[Dataset rows on where objects appear]
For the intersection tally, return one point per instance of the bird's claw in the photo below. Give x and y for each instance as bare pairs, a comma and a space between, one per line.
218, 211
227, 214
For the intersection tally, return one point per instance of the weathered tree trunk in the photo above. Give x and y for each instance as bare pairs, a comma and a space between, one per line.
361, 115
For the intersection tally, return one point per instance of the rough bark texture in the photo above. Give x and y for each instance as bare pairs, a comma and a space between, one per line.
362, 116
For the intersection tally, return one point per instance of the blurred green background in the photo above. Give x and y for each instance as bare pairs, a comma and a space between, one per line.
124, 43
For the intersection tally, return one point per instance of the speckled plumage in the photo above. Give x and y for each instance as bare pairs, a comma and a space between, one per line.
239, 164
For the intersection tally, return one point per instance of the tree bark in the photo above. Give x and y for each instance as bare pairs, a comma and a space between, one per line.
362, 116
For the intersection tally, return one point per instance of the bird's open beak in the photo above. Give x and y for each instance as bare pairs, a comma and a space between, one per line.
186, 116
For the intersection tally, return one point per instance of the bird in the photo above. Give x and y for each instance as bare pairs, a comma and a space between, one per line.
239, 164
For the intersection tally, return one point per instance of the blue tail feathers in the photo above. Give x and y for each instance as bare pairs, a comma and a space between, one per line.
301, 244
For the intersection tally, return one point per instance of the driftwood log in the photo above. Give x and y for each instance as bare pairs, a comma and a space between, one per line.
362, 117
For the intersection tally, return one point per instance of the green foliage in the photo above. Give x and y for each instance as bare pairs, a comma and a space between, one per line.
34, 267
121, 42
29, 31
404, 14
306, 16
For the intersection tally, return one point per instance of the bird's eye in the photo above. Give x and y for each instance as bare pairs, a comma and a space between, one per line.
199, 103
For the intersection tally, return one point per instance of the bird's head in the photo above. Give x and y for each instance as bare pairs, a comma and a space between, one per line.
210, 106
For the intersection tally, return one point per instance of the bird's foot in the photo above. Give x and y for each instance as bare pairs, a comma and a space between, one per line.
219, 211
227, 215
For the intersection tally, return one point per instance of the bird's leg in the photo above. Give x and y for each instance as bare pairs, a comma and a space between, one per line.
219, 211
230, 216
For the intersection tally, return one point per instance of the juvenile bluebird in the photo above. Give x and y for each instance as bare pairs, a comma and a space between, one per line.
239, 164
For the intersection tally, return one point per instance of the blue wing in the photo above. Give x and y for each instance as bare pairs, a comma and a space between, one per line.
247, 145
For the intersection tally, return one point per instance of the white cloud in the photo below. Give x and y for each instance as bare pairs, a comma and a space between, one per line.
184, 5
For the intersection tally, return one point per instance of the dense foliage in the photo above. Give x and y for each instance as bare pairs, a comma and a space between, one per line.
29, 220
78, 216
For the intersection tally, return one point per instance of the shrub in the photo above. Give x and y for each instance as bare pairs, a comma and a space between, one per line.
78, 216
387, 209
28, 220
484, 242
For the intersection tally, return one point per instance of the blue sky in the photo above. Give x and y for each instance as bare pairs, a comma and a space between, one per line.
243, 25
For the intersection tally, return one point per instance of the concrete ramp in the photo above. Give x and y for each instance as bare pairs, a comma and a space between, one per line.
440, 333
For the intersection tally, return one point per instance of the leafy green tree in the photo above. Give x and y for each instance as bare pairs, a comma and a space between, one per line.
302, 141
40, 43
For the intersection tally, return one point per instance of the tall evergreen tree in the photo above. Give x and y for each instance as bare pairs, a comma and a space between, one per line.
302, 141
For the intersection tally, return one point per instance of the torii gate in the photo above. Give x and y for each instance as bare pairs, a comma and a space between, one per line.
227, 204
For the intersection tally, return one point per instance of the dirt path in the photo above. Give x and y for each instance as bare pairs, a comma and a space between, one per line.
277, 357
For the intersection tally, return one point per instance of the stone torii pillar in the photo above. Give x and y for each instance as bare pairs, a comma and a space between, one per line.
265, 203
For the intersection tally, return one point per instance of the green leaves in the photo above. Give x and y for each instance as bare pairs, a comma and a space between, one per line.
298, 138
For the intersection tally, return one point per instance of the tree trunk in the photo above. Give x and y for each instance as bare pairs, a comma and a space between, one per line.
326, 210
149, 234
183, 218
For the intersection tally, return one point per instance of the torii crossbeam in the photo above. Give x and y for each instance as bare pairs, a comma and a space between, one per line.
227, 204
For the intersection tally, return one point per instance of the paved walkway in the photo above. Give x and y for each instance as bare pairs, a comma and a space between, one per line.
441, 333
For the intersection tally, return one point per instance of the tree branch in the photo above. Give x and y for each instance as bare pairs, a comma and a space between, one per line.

WHAT IS REQUIRED: Convert all of the records above into a JSON list of strings, one string per line, omitting any blank lines.

FINISHED EXERCISE:
[
  "For the intersection tally, return one point per instance of the bird's claw in the photo below. Give x and y for each instance as bare pairs, a comma and a space between, one per line.",
  "218, 211",
  "227, 214",
  "For the intersection tally, return one point per instance of the weathered tree trunk in the photo above. Give x and y for each instance as bare pairs, a comma and a space between, one per line.",
  "361, 115",
  "For the intersection tally, return one point per instance of the rough bark texture in the photo above. Give x and y for each instance as bare pairs, a comma and a space between, one per line.",
  "362, 116",
  "For the intersection tally, return one point per instance of the blurred green background in the photo above. Give x and y for each instance as bare pairs, a comma and a space between, one per line.",
  "124, 43",
  "For the intersection tally, return one point per instance of the speckled plumage in the photo above. Give x and y for each instance as bare pairs, a comma and a space between, one per line.",
  "239, 164",
  "For the intersection tally, return one point per instance of the tree bark in the photo above. Give x and y for each instance as bare pairs, a comma and a space between, one per line.",
  "362, 116",
  "For the intersection tally, return one point per instance of the bird's open beak in the photo above. Give x and y for each instance as bare pairs, a comma and a space between, one per line.",
  "186, 116",
  "For the intersection tally, return one point per instance of the bird in the photo above. Give x and y for each instance as bare pairs, a comma and a space between, one per line.",
  "239, 164",
  "For the intersection tally, return one point per instance of the blue tail feathers in the photo above. Give x and y for each instance as bare pairs, a comma and a space between, one per line.",
  "301, 244",
  "For the intersection tally, return one point per instance of the driftwood log in the photo above. Give x and y for each instance as bare pairs, a comma and a space between, one per line.",
  "362, 117",
  "For the intersection tally, return one point per instance of the green foliage in the photo above. Give x and y for each instance as bare pairs, a comma and a space between, one per line.",
  "34, 267",
  "121, 42",
  "29, 31",
  "404, 14",
  "306, 16",
  "For the intersection tally, return one point per instance of the bird's eye in the photo above. Give x and y for each instance as bare pairs, a comma and a space between, one per line.",
  "199, 103",
  "For the intersection tally, return one point per instance of the bird's head in the photo above. Give x and y for each instance as bare pairs, a comma and a space between, one per line.",
  "210, 106",
  "For the intersection tally, return one point per instance of the bird's foot in the photo above. Give x and y for each instance as bare pairs, a comma and a space between, one per line.",
  "219, 211",
  "227, 215",
  "For the intersection tally, return one point per instance of the bird's leg in the photo above. Give x and y for each instance as bare pairs, a comma and a space between, one per line.",
  "219, 211",
  "230, 216",
  "For the intersection tally, return one point per instance of the juvenile bluebird in the photo above. Give x and y for each instance as bare pairs, a comma and a space between, one per line.",
  "239, 164",
  "For the intersection tally, return one point per instance of the blue wing in the photo above. Give x and y for each instance as bare pairs, a comma and a space between, one per line.",
  "247, 145",
  "For the intersection tally, return one point per instance of the white cloud in the photo below. Give x and y for each instance as bare pairs, a comma and a space between, one per line.",
  "184, 5",
  "For the intersection tally, return one point per instance of the dense foliage in the photo above. Give x and y for each instance as bare pairs, a comma and a space between, one per line.",
  "29, 220",
  "78, 216",
  "For the intersection tally, return one point per instance of the shrub in the photo above. Give x and y for each instance as bare pairs, a comma and a space between, one per line.",
  "78, 216",
  "387, 209",
  "28, 220",
  "484, 242",
  "For the intersection tally, return one point per instance of the blue sky in the photo above. Give x and y for each instance as bare pairs, a comma and a space between, one per line.",
  "243, 25",
  "For the intersection tally, return one point per instance of the concrete ramp in the photo above. Give x and y for each instance as bare pairs, a comma and a space between, one per line.",
  "440, 333",
  "For the intersection tally, return one point per instance of the leafy green tree in the photo above. Give x and y for each instance as bare pairs, a comma and a space between, one per line.",
  "302, 141",
  "40, 43",
  "For the intersection tally, return one point per instance of the tall evergreen tree in the photo above. Give x and y for each instance as bare pairs, a comma and a space between, one per line.",
  "302, 141",
  "For the intersection tally, return one point per instance of the torii gate in the photo above. Give x and y for each instance as bare pairs, a comma and a space between, one per line.",
  "227, 204",
  "For the intersection tally, return one point per instance of the dirt path in the photo above. Give x and y for each instance as bare pairs, a comma and a space between, one per line.",
  "277, 357",
  "For the intersection tally, return one point per instance of the stone torii pillar in the photo above. Give x and y for each instance as bare pairs, a comma and a space between, one per line.",
  "265, 203",
  "For the intersection tally, return one point per instance of the green leaves in the photo above. Give x and y for each instance as bare pairs, a comma and a space between, one per line.",
  "298, 138",
  "For the intersection tally, return one point per instance of the tree trunk in the photo above. Give x and y for each instance as bare pairs, a comma and a space between, one per line.",
  "326, 210",
  "149, 234",
  "183, 218",
  "For the intersection tally, return one point per instance of the torii crossbeam in the photo above. Give x and y for each instance as bare pairs, a comma and a space between, one per line.",
  "227, 204",
  "For the intersection tally, return one point per instance of the paved walkway in the photo above. Give x and y for each instance as bare pairs, a comma and a space between, one per line.",
  "441, 333",
  "For the intersection tally, return one point per instance of the tree branch in the photo above. Give x and y for each instance as bare pairs, a comma and a space between, one per line."
]